Intertribal Friendship House
- Founded: 1955
- Type: Non-profit cultural organization
- Location: 523 International Boulevard Oakland, CA 94606;
- Coordinates: 37°47′43″N 122°15′12″W﻿ / ﻿37.795229°N 122.253435°W
- Region served: San Francisco Bay Area
- Services: Social services, education, cultural programming
- Key people: Sophia Taula-Lieras, Iona Mad Plume, Janet King, Bonney Hartley, Maria Garcia, Vida Castaneda, Mindy Woolbert
- Website: www.ifhurbanrez.org

= Intertribal Friendship House =

The Intertribal Friendship House (IFH) of Oakland is one of the oldest Native American-focused urban resource and community organizations in the United States. Founded in 1955, IFH was created by local residents, similarly to American Indian Center in Chicago. Beginning in 1952, the United States Bureau of Indian Affairs (BIA) supported a plan to relocate Native Americans to urban areas, further encouraged by the Indian Relocation Act of 1956. The IFH served as a hub for Native American activism in the Bay Area throughout the 20th century. Millie Ketcheschawno became the IFH's first woman president in the 1970s after deep involvement with the Occupation of Alcatraz.

The IFH continues to offer educational activities, elder and youth programs, holiday meals, counseling for social services, space for community meetings, conferences, receptions, memorials, and family affairs. According to author Ed Vulliamy, 90% of Native Americans in California, "of which the majority are not indigenous California tribes," currently "live in cities."

• _Instruction A_
Could you repeat word for word the part of the Intertribal Friendship House text that begins at "The Intertribal Friendship" and stops after "Occupation of Alcatraz."?
• _Instruction B_
How would you recast the paragraph of the Intertribal Friendship House text that opens with "The IFH continues to offer" as a short bulleted list keeping its main facts?
Rely only on the Intertribal Friendship House text.

• _Provided records_
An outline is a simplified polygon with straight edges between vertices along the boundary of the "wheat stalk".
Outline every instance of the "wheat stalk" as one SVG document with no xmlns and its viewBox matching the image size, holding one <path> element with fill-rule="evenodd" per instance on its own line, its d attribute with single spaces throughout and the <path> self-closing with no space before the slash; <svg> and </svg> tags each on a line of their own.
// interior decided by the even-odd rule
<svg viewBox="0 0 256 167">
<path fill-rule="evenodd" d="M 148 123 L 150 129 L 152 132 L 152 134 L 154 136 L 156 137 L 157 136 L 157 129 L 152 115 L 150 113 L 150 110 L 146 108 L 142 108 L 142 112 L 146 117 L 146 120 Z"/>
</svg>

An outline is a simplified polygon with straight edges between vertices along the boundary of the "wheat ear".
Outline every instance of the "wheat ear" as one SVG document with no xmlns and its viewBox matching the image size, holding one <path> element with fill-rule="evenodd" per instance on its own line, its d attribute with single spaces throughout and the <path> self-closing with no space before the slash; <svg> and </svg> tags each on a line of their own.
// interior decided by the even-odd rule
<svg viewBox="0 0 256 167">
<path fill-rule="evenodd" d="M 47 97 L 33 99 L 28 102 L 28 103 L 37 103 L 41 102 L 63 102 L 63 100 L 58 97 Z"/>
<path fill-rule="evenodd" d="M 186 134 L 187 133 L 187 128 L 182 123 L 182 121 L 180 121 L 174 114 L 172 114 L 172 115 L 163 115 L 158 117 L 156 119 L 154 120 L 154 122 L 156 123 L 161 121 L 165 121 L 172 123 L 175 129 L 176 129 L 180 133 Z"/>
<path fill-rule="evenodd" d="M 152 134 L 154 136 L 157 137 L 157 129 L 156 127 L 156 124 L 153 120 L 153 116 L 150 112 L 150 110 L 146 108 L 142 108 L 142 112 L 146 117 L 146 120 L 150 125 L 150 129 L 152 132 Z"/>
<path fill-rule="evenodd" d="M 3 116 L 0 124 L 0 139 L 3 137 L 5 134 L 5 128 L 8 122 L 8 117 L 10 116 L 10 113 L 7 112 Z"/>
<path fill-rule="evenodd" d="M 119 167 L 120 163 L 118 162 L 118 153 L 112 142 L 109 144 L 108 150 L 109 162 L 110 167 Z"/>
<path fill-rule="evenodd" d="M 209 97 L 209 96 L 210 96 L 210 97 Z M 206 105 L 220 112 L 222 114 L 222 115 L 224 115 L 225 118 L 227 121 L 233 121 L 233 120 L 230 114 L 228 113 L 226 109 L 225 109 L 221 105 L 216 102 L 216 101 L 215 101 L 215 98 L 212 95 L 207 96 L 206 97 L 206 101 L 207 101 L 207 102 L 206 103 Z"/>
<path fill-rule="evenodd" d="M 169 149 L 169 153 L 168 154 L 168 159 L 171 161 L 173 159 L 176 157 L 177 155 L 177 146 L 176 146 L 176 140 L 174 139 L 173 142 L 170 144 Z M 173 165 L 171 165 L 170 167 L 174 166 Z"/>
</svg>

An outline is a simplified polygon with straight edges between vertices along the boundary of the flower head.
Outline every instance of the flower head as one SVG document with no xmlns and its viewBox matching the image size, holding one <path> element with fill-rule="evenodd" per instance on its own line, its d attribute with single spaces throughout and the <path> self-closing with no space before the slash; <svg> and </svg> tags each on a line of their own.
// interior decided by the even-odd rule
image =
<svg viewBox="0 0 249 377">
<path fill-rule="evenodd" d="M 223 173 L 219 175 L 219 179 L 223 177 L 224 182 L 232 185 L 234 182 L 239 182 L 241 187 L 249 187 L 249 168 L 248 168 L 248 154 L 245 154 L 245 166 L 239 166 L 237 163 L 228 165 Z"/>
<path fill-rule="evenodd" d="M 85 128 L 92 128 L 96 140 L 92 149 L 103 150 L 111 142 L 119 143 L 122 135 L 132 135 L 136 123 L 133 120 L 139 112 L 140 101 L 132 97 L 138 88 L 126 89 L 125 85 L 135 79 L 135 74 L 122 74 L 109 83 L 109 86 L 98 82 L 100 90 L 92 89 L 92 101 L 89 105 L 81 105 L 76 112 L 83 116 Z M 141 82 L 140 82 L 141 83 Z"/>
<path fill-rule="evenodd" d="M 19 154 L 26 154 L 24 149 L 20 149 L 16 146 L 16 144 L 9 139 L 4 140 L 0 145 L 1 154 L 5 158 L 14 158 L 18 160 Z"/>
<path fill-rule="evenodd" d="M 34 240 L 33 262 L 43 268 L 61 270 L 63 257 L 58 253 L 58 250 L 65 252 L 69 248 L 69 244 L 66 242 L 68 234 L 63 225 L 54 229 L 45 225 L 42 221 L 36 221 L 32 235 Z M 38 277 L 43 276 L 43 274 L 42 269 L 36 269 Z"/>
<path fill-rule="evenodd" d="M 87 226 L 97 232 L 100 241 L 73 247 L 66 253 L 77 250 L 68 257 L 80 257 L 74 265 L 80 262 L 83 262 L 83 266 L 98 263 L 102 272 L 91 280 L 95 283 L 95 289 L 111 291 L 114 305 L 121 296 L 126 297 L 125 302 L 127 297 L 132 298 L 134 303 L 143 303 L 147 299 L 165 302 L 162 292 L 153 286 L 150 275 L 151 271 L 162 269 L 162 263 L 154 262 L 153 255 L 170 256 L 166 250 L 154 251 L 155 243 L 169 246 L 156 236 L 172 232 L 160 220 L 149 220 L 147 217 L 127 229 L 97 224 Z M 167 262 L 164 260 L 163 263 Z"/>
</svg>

• _Exercise answer A_
The Intertribal Friendship House (IFH) of Oakland is one of the oldest Native American-focused urban resource and community organizations in the United States. Founded in 1955, IFH was created by local residents, similarly to American Indian Center in Chicago. Beginning in 1952, the United States Bureau of Indian Affairs (BIA) supported a plan to relocate Native Americans to urban areas, further encouraged by the Indian Relocation Act of 1956. The IFH served as a hub for Native American activism in the Bay Area throughout the 20th century. Millie Ketcheschawno became the IFH's first woman president in the 1970s after deep involvement with the Occupation of Alcatraz.

• _Exercise answer B_
- Ongoing IFH offerings: educational activities, elder and youth programs, holiday meals, and counseling for social services.
- IFH also provides space for community meetings, conferences, receptions, memorials, and family affairs.
- According to author Ed Vulliamy, 90% of Native Americans in California live in cities, and most are not from indigenous California tribes.